Programs sometimes need to verify that they are running on the same data
at two different times. This verification is especially common with
estimation commands, where the estimation is performed by one command and
postestimation analyses by another. To ensure that the data have not
changed, one obtains the signature at the time of estimation and then
compares that with the signature obtained when the postestimation command
is run. See [P] signestimationsample for an example.
If you are producing signatures for use within a Stata session --
signatures that will not be written to disk and thus cannot possibly be
transferred to different computers -- specify _datasignature's fast
option. On some computers, _datasignature can run in less than one-third
of the time if this option is specified.
_datasignature, fast is faster for two reasons: the option uses a less
computationally intensive algorithm and the computation is made in a
machine-dependent way. The first affects the quality of the signature,
and the second does not.
Remember that signatures have two checksums for the data. When fast is
specified, a different, inferior algorithm is substituted for the second
checksum. In the fast case, the second signature is not conditionally
independent of the first and thus does not provide 48 bits of additional
information; it probably provides around 24 bits. The default second
checksum calculation was selected to catch problems that the first
calculation does not catch. In the fast case, the second checksum does
not have that property. These details make the fast signature sound
markedly inferior. Nevertheless, the first checksum calculation, which
is used both in the default and the fast cases, is good, and when
_datasignature was written, we considered using only the first
calculation in both cases. We believe that, for within-session testing,
where one does not have to guard against changes produced by an
intelligent enemy who may be trying to fool you, the first checksum alone
is adequate. The inferior second checksum we include in the fast case
provides more protection than we think necessary.

#### Instruction 1:
Copy out everything in the passage on Stata data signatures from "If you are producing" down to "second does not.".
#### Instruction 2:
Continue the passage on Stata data signatures from the point at which it stops.

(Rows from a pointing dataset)
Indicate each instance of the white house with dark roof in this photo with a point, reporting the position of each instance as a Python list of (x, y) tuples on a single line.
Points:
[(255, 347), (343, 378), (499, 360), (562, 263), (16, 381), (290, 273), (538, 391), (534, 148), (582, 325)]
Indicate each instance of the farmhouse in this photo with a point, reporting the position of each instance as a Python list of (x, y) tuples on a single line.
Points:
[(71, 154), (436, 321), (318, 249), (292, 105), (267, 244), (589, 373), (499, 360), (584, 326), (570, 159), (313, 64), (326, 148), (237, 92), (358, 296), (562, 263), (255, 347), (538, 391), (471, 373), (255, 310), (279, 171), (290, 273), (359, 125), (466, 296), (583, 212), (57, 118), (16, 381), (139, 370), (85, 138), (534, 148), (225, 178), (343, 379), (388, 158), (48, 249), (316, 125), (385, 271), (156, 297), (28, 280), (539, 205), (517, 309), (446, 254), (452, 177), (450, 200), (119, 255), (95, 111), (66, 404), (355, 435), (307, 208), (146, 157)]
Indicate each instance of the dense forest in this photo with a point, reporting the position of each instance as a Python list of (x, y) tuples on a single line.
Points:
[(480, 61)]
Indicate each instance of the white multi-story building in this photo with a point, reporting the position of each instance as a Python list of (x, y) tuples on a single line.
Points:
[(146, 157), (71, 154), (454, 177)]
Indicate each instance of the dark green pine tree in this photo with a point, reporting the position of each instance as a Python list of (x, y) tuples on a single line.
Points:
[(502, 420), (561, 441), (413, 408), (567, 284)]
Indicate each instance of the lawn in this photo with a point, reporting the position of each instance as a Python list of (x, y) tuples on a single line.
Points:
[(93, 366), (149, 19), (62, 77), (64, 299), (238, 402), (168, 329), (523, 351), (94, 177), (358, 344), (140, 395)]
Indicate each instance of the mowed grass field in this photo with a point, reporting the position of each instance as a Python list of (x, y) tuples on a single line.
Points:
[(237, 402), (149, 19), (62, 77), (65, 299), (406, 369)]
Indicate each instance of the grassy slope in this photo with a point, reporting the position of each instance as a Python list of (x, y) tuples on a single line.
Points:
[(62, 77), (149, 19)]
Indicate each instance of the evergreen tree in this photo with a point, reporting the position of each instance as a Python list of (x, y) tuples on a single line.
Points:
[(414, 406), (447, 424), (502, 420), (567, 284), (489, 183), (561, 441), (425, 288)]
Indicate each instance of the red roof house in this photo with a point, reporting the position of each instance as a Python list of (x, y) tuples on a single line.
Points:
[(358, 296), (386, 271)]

#### Result 1:
If you are producing signatures for use within a Stata session --
signatures that will not be written to disk and thus cannot possibly be
transferred to different computers -- specify _datasignature's fast
option. On some computers, _datasignature can run in less than one-third
of the time if this option is specified.
_datasignature, fast is faster for two reasons: the option uses a less
computationally intensive algorithm and the computation is made in a
machine-dependent way. The first affects the quality of the signature,
and the second does not.

#### Result 2:
The second difference has nothing to do with quality. Modern computers
come in two types: those that record least-significant bytes (LSBs)
first and those that record most-significant bytes (MSBs) first.
Intel-based computers, for instance, are usually LSB, whereas Sun
computers are MSB.
By default, _datasignature makes the checksum calculation in an LSB way,
even on MSB computers. MSB computers must therefore go to extra work to
emulate the LSB calculation, and so _datasignature runs slower on them.
When you specify fast, _datasignature calculates the checksum the native
way. The checksum is every bit as good, but the checksum produced will
be different on MSB computers. If you merely store the signature in
memory for use later in the session, however, that does not matter.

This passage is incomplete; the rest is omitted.